=== Supplied information ===

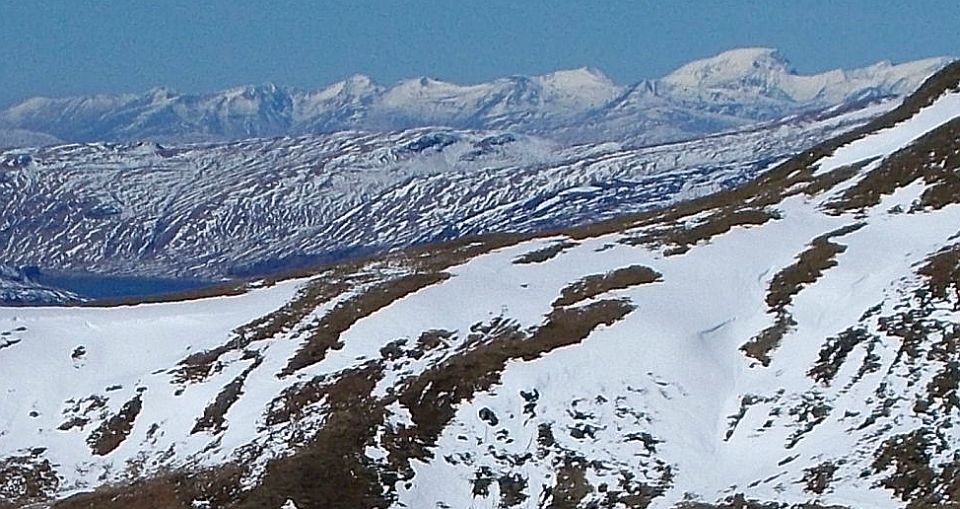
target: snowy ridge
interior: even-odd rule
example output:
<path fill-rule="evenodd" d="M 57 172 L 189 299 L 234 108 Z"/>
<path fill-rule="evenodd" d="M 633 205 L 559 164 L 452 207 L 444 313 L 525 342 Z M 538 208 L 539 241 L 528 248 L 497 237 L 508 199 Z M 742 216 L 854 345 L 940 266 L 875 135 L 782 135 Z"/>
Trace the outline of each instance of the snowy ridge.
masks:
<path fill-rule="evenodd" d="M 0 504 L 949 507 L 958 97 L 953 65 L 736 189 L 549 236 L 0 308 Z"/>
<path fill-rule="evenodd" d="M 564 143 L 646 145 L 902 96 L 947 62 L 882 62 L 801 76 L 775 51 L 747 48 L 628 87 L 581 68 L 473 85 L 424 77 L 382 86 L 357 75 L 312 91 L 268 84 L 210 94 L 157 88 L 145 94 L 38 97 L 0 112 L 0 147 L 54 139 L 173 143 L 428 126 L 506 129 Z M 27 132 L 30 137 L 24 137 Z"/>
<path fill-rule="evenodd" d="M 219 279 L 662 207 L 861 125 L 846 113 L 646 148 L 415 129 L 0 152 L 4 263 Z"/>

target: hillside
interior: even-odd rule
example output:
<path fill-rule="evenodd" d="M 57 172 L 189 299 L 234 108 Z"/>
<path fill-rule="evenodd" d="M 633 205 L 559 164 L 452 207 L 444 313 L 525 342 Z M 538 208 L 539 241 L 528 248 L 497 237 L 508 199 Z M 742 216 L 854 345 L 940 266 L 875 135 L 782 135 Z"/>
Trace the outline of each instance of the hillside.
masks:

===

▶ [Short task]: Lay out every line of the entries above as a numbered list, skipping blank lines and leaving the pictures out.

▶ [Answer in full]:
1. target: snowy ridge
2. interior: even-odd rule
3. example output:
4. <path fill-rule="evenodd" d="M 57 172 L 189 299 L 234 108 Z"/>
5. <path fill-rule="evenodd" d="M 633 205 L 559 164 L 452 207 L 444 313 L 525 342 Z M 538 208 L 539 241 L 528 248 L 497 237 L 508 199 Z M 742 216 L 854 345 L 940 266 L 875 135 L 782 135 Z"/>
6. Trace the outline of each instance of the snowy ridge.
7. masks:
8. <path fill-rule="evenodd" d="M 0 504 L 949 507 L 958 97 L 953 65 L 736 189 L 549 236 L 0 308 Z"/>
9. <path fill-rule="evenodd" d="M 564 143 L 646 145 L 902 96 L 947 62 L 882 62 L 801 76 L 775 51 L 747 48 L 628 87 L 581 68 L 473 85 L 424 77 L 382 86 L 357 75 L 312 91 L 268 84 L 210 94 L 157 88 L 145 94 L 38 97 L 0 112 L 0 147 L 54 139 L 173 143 L 428 126 L 506 129 Z M 27 132 L 30 137 L 24 137 Z"/>
10. <path fill-rule="evenodd" d="M 219 279 L 662 207 L 861 125 L 846 113 L 646 148 L 415 129 L 0 152 L 4 263 Z"/>
11. target: hillside
12. interior: even-odd rule
13. example output:
14. <path fill-rule="evenodd" d="M 57 172 L 189 299 L 234 108 Z"/>
15. <path fill-rule="evenodd" d="M 633 205 L 559 164 L 452 207 L 444 313 L 525 342 Z M 538 208 L 539 241 L 528 248 L 497 237 L 508 199 Z M 742 216 L 854 345 L 940 266 L 875 135 L 782 135 Z"/>
16. Trace the outline of each instance of the hillside.
17. masks:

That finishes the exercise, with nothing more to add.